═════ TEXT SEGMENT ═════

Any specific comments that you think are not related to the steady state are also more than welcome.
The error message that appears is as follows:
Error using print_info (line 74)
Impossible to find the steady state. Either the model doesn't have a steady state, there are an infinity of
steady states, or the guess values are too far from the solution
Error in steady (line 92)
print_info(info,options_.noprint, options_);
Error in NL_ERPT_DSGE (line 371)
steady;
Error in dynare (line 180)

═════ RAW RECORDS ═════

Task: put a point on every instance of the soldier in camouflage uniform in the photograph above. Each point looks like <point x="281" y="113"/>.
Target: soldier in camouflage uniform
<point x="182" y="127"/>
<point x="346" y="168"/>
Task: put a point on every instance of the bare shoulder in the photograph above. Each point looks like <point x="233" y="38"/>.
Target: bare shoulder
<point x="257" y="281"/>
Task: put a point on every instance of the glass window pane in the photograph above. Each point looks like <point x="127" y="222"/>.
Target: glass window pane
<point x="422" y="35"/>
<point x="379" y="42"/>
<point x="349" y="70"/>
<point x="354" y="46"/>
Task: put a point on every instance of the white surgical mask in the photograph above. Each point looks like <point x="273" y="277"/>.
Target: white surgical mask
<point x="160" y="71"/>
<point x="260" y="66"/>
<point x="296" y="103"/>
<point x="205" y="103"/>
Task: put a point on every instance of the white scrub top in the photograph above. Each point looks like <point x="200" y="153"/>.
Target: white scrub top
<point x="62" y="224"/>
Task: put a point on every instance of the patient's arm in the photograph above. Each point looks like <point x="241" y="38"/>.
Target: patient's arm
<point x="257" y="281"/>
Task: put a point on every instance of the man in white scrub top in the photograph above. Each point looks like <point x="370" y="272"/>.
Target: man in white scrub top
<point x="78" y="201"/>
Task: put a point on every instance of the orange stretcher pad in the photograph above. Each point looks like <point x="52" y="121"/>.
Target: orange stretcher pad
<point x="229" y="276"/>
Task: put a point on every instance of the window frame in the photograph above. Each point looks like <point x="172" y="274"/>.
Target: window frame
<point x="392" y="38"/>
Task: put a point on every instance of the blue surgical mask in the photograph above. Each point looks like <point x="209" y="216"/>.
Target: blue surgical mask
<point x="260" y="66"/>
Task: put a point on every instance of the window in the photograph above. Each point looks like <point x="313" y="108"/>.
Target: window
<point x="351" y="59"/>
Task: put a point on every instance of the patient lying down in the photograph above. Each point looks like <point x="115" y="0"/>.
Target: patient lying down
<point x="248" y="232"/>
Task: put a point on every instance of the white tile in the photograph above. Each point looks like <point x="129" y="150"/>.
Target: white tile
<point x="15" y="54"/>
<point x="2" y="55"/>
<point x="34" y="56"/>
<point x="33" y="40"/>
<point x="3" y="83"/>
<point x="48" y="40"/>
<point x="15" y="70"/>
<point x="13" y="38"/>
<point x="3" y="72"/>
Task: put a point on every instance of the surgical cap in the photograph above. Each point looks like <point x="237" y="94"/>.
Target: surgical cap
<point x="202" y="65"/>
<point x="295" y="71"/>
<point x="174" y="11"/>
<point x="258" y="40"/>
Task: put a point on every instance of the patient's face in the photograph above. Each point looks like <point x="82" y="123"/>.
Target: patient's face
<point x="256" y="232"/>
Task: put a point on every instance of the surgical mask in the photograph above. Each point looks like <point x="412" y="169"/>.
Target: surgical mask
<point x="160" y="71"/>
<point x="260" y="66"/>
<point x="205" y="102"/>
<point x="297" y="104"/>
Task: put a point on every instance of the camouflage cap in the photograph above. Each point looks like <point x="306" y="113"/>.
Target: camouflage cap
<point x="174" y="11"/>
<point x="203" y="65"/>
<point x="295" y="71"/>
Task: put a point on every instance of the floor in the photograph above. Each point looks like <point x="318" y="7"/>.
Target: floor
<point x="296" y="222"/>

═════
═════ RAW RECORDS ═════

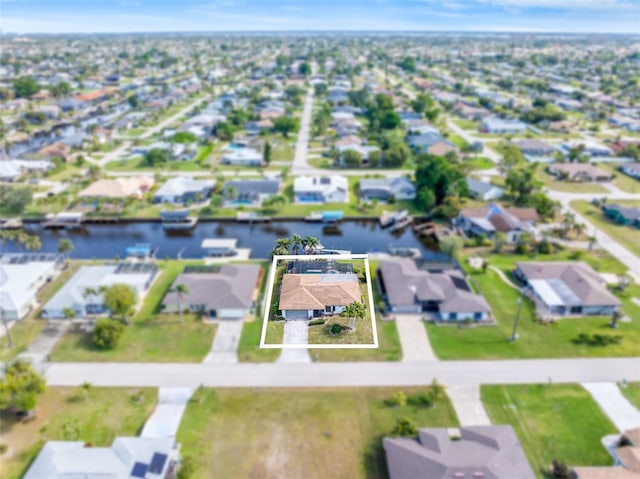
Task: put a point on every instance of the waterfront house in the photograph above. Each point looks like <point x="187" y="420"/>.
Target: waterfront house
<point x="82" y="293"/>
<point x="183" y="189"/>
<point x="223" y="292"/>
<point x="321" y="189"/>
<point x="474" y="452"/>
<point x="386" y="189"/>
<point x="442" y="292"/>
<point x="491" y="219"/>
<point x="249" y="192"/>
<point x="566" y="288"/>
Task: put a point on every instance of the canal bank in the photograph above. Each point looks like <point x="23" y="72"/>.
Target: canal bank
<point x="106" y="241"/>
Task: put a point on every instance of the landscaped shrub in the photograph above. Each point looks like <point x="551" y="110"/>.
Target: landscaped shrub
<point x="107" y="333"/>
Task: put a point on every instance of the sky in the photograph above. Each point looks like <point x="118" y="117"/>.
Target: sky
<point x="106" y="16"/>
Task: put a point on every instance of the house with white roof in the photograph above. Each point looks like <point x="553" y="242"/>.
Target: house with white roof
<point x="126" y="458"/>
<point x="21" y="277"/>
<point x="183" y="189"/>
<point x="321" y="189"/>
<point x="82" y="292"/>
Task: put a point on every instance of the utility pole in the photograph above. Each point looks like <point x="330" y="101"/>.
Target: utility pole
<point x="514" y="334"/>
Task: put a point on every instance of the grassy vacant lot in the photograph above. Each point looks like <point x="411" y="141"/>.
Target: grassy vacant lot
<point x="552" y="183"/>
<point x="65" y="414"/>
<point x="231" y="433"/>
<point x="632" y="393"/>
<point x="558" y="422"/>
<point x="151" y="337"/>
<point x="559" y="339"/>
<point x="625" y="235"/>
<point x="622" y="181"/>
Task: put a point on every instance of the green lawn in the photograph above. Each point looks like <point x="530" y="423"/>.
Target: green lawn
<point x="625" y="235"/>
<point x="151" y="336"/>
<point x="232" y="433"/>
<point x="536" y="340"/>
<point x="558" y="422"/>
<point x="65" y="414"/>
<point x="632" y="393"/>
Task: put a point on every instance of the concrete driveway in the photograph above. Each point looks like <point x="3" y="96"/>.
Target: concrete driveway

═════

• _GIVEN INSTRUCTION_
Print the passage of the Dynare steady-state error post from "Any specific comments" up to and including "NL_ERPT_DSGE (line 371)", copied word for word.

• _REPLY_
Any specific comments that you think are not related to the steady state are also more than welcome.
The error message that appears is as follows:
Error using print_info (line 74)
Impossible to find the steady state. Either the model doesn't have a steady state, there are an infinity of
steady states, or the guess values are too far from the solution
Error in steady (line 92)
print_info(info,options_.noprint, options_);
Error in NL_ERPT_DSGE (line 371)